▶ _EXERCISE TASK A_
According to the 1955 Detroit Titans football article, who served as the team's line coach, and in which year of service?

▶ _SOURCE DOCUMENT_
MVC co-champion
- Conference: Missouri Valley Conference
- Record: 5–3–1 (3–1 MVC)
- Head coach: Wally Fromhart (2nd season);
- Captains: Francis O'Connor; Richard Quadri;
- Home stadium: University of Detroit Stadium

= 1955 Detroit Titans football team =

American college football season

The 1955 Detroit Titans football team represented the University of Detroit in the Missouri Valley Conference (MVC) during 1955 college football season. In its second year under head coach Wally Fromhart, Detroit compiled a 5–3–1 record (3–1 against conference opponents), tied for the MVC championship, and outscored all opponents by a combined total of 100 to 62.

The team's staff included Kenneth Stilley (line coach, third year), Robert Dove (end coach, first year), John Ray (freshman coach, first year), and Dr. Raymond D. Forsyth (team physician). Tackle Richard Quadri and halfback Francis O'Connor were the team co-captains.

[Excerpts from a detection dataset]
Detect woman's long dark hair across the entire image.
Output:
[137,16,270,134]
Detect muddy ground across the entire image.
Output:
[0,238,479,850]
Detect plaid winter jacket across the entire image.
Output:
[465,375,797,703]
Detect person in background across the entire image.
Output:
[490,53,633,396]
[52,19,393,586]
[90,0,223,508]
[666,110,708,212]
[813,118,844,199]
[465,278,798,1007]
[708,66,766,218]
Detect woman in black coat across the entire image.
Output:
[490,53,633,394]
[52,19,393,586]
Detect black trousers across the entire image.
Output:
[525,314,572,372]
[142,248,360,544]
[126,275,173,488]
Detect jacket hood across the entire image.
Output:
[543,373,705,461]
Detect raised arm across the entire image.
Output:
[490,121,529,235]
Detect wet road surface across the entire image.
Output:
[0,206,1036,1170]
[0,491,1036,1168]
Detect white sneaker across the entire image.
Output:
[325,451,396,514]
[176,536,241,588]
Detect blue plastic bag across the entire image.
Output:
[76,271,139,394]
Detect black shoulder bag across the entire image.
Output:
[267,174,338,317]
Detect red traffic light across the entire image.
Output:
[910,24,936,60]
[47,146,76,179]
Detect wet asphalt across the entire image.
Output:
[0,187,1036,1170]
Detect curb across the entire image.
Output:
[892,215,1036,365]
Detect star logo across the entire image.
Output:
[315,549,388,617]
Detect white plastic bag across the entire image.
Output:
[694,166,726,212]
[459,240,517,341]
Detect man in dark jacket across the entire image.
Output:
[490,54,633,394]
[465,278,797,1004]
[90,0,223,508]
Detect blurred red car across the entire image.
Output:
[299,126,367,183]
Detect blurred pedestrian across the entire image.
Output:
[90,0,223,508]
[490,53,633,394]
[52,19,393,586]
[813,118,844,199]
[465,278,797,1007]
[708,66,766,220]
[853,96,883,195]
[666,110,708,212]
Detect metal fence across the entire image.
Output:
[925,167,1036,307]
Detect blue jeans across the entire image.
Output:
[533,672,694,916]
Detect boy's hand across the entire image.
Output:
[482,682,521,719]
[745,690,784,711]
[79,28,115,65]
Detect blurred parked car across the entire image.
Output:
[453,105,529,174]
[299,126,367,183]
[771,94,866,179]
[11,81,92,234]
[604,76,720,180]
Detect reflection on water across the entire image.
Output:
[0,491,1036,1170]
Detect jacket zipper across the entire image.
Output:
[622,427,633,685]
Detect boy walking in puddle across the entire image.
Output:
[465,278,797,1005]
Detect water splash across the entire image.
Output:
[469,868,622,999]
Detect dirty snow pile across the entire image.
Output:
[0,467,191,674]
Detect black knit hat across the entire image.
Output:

▶ _EXERCISE TASK B_
Output the listing as a Markdown table with columns n (row number) and Line. Start at the first line of the listing and stop after the line containing "[925,167,1036,307]", including that line and omitting blank lines.

▶ _CORRECT RESULT A_
Kenneth Stilley was the line coach, in his third year.

▶ _CORRECT RESULT B_
| n | Line |
|---|---|
| 1 | Detect woman's long dark hair across the entire image. |
| 2 | Output: |
| 3 | [137,16,270,134] |
| 4 | Detect muddy ground across the entire image. |
| 5 | Output: |
| 6 | [0,238,479,850] |
| 7 | Detect plaid winter jacket across the entire image. |
| 8 | Output: |
| 9 | [465,375,797,703] |
| 10 | Detect person in background across the entire image. |
| 11 | Output: |
| 12 | [490,53,633,396] |
| 13 | [52,19,393,586] |
| 14 | [90,0,223,508] |
| 15 | [666,110,708,212] |
| 16 | [813,118,844,199] |
| 17 | [465,278,798,1007] |
| 18 | [708,66,766,218] |
| 19 | Detect woman in black coat across the entire image. |
| 20 | Output: |
| 21 | [490,53,633,394] |
| 22 | [52,19,393,586] |
| 23 | Detect black trousers across the entire image. |
| 24 | Output: |
| 25 | [525,314,572,372] |
| 26 | [142,248,360,544] |
| 27 | [126,275,173,488] |
| 28 | Detect jacket hood across the entire image. |
| 29 | Output: |
| 30 | [543,373,705,461] |
| 31 | Detect raised arm across the entire image. |
| 32 | Output: |
| 33 | [490,121,529,235] |
| 34 | Detect wet road surface across the entire image. |
| 35 | Output: |
| 36 | [0,206,1036,1170] |
| 37 | [0,491,1036,1168] |
| 38 | Detect white sneaker across the entire image. |
| 39 | Output: |
| 40 | [325,451,396,514] |
| 41 | [176,536,241,588] |
| 42 | Detect blue plastic bag across the entire image. |
| 43 | Output: |
| 44 | [76,271,139,394] |
| 45 | Detect black shoulder bag across the entire image. |
| 46 | Output: |
| 47 | [267,174,338,317] |
| 48 | Detect red traffic light across the entire image. |
| 49 | Output: |
| 50 | [910,24,936,60] |
| 51 | [47,146,76,179] |
| 52 | Detect wet asphalt across the entire image. |
| 53 | Output: |
| 54 | [0,187,1036,1170] |
| 55 | Detect curb across the entire image. |
| 56 | Output: |
| 57 | [892,215,1036,365] |
| 58 | Detect star logo across the entire image. |
| 59 | Output: |
| 60 | [315,549,388,617] |
| 61 | Detect white plastic bag across the entire image. |
| 62 | Output: |
| 63 | [694,166,726,212] |
| 64 | [459,240,517,341] |
| 65 | Detect man in dark jacket across the entire image. |
| 66 | Output: |
| 67 | [490,54,633,394] |
| 68 | [465,278,797,1004] |
| 69 | [90,0,223,508] |
| 70 | Detect blurred red car across the entire image. |
| 71 | Output: |
| 72 | [299,126,367,183] |
| 73 | Detect blurred pedestrian across the entire image. |
| 74 | Output: |
| 75 | [90,0,223,508] |
| 76 | [490,53,633,394] |
| 77 | [52,19,393,586] |
| 78 | [813,118,844,199] |
| 79 | [465,278,797,1007] |
| 80 | [708,66,766,220] |
| 81 | [853,96,883,195] |
| 82 | [666,110,708,212] |
| 83 | Detect metal fence across the entire image. |
| 84 | Output: |
| 85 | [925,167,1036,307] |